##### GIVEN TEXT
When they weren't singing about politics, the Balladeers were participating in it: protesting the Vietnam War, for civil rights, in the heat of the anti-war churn of the '60s and '70s. Over the coming decades, they would change names and locations — from the basement of a YMCA to the mansion-turned-church in Norwood.

By their 40th anniversary in 2003, the Balladeers were throwing a full-on gala. "The Queen City Balladeers will celebrate 40 years nurturing the area folk scene with a dinner and hootenanny," read the night’s program. Like their previous brush with celebrity, the lineup of performers included everyone from Grammy-winning artists to local folk stars.

Twenty years later, they’re getting ready to celebrate again.

Inside the 'listening room'

Ed and Sharon Riegler can't remember a life without a guitar in the backseat.
##########
##### MATERIALS PROVIDED
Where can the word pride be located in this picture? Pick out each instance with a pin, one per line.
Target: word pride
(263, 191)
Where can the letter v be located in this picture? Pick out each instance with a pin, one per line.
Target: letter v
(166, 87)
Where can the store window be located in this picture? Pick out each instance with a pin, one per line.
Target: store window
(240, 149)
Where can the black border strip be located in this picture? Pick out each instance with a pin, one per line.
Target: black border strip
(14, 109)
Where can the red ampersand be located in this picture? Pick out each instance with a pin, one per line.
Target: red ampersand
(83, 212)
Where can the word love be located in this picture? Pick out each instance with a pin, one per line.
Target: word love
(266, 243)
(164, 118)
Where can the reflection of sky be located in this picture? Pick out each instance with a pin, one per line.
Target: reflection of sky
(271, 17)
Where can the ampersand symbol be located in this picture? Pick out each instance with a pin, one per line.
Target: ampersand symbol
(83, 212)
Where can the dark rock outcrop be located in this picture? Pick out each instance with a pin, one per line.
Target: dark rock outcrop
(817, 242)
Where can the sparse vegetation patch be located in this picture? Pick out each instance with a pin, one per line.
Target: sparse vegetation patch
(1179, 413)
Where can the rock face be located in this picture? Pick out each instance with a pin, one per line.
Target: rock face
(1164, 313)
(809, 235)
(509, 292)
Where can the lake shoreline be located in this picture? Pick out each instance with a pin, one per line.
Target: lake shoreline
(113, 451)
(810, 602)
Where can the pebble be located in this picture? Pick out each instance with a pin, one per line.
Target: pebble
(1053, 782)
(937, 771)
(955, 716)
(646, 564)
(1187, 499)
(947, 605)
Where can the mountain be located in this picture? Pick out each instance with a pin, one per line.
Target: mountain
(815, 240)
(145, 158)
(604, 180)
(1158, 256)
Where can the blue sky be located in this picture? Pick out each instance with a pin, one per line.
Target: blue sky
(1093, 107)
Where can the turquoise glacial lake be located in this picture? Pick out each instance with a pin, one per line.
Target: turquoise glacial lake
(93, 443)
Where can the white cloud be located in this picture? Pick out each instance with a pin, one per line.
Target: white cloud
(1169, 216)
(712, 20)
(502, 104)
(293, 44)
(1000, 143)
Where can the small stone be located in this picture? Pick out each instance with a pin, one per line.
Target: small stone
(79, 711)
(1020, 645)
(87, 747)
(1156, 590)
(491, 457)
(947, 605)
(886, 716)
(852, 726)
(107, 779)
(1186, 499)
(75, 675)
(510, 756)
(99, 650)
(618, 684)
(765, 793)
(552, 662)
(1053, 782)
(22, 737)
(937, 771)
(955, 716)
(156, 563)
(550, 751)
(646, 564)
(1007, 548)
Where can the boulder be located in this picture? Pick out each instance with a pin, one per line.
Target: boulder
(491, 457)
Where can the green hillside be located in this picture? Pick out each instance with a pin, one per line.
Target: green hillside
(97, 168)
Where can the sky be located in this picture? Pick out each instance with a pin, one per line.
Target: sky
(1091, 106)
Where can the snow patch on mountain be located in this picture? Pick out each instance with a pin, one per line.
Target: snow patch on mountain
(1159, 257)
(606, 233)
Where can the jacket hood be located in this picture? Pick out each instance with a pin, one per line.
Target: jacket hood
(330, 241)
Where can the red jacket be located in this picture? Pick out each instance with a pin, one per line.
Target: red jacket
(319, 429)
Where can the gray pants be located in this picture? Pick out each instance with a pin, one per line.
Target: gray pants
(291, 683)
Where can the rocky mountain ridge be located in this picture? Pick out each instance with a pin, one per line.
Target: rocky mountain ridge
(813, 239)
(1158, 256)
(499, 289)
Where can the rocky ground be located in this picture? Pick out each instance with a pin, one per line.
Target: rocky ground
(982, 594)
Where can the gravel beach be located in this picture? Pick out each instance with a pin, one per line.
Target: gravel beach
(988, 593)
##########
STATED GOAL 1:
In the passage on the Balladeers, in what year did they celebrate their 40th anniversary?
STATED GOAL 2:
Rewrite the entries starting at the line containing "Where can the white" and ending at the line containing "(1000, 143)", with "white cloud" changed to "gray cloud" and everything else left as it is.

WRITTEN RESPONSE 1:
2003

WRITTEN RESPONSE 2:
Where can the gray cloud be located in this picture? Pick out each instance with a pin, one per line.
Target: gray cloud
(1169, 216)
(712, 20)
(502, 104)
(293, 44)
(1000, 143)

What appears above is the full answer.